• Selected text:
China and Britain: War and Commerce in the Age of Opium
DATE: Friday April 7, 2017 4:30-6:00 pm
LOCATION: 725 Commonwealth Avenue, CAS Building Room 313
Boston University New England Asia Seminar Series
Co-sponsored by the BU Pardee School of Global Studies Center for the Study of Asia and International History Institute
As part of this year’s events on ‘Asia in the World: Conflict and Engagement at Boston University, this panel presents ground-breaking research on the contacts and confrontation between China and Britain in the 19th century, and their significance for global history. The event is also part of the pedagogical curriculum of the History Seminars HI 482 (History of Maritime Asia) and HI 451 (Fashion as History).
Speakers
1) Professor Chen Song-chuan, History Division, Nanyang Technological University, will present his new book on the first opium war and the lobby of English merchants in China. Copies of the book will be available for purchase and signing at a discounted price.

• Supplied material:

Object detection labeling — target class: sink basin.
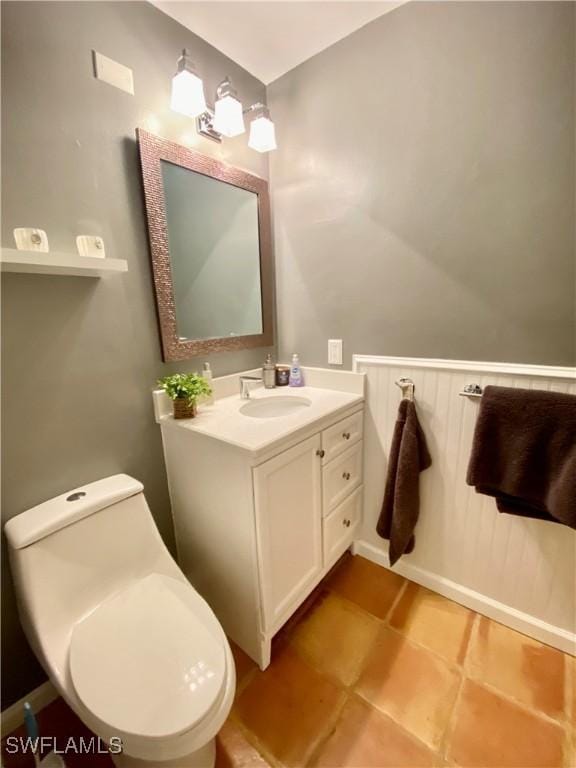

• What this exercise asks:
[1] Please answer these questions using the seminar announcement:
(a) In which room and building is the event held?
(b) Which two History Seminars include the event in their curriculum?
(c) What division and university is Professor Chen Song-chuan affiliated with?
[2] Extend the seminar announcement on China and Britain, starting after its last sentence.
The data have no connection to the seminar announcement.

• Results for each task:
[1]
(a) Room 313 of the CAS Building, at 725 Commonwealth Avenue.
(b) HI 482 (History of Maritime Asia) and HI 451 (Fashion as History).
(c) The History Division of Nanyang Technological University.

[2]
Merchants of War and Peace: British Knowledge of China in the Making of the Opium War
Merchants of War and Peace challenges conventional arguments that the major driving forces of the First Opium War were the infamous opium smuggling trade, the defense of British national honor, and cultural conflicts between ‘progressive’ Britain and ‘backward’ China. Instead, it argues that the war was started by a group of British merchants in the Chinese port of Canton in the 1830s, known as the ‘Warlike Party’. Living in a period when British knowledge of China was growing rapidly, the Warlike Party came to understand China’s weakness and its members returned to London to lobby for intervention until war broke out in 1839. However, the Warlike Party did not get its way entirely. Another group of British merchants known in Canton as the ‘Pacific Party’ opposed the war. In Britain, the anti-war movement gave the conflict its infamous name, the ‘Opium War’, which has stuck ever since. Using materials housed in the National Archives, UK, the First Historical Archives of China, the National Palace Museum, the British Library, SOAS Library, and Cambridge University Library, this meticulously researched and lucid volume is a new history of the cause of the First Opium War.
2) Dr. Rachel Silberstein, Luce / ACLS Postdoctoral Fellow, Department of History of Art and Visual Culture, Rhode Island School of Design.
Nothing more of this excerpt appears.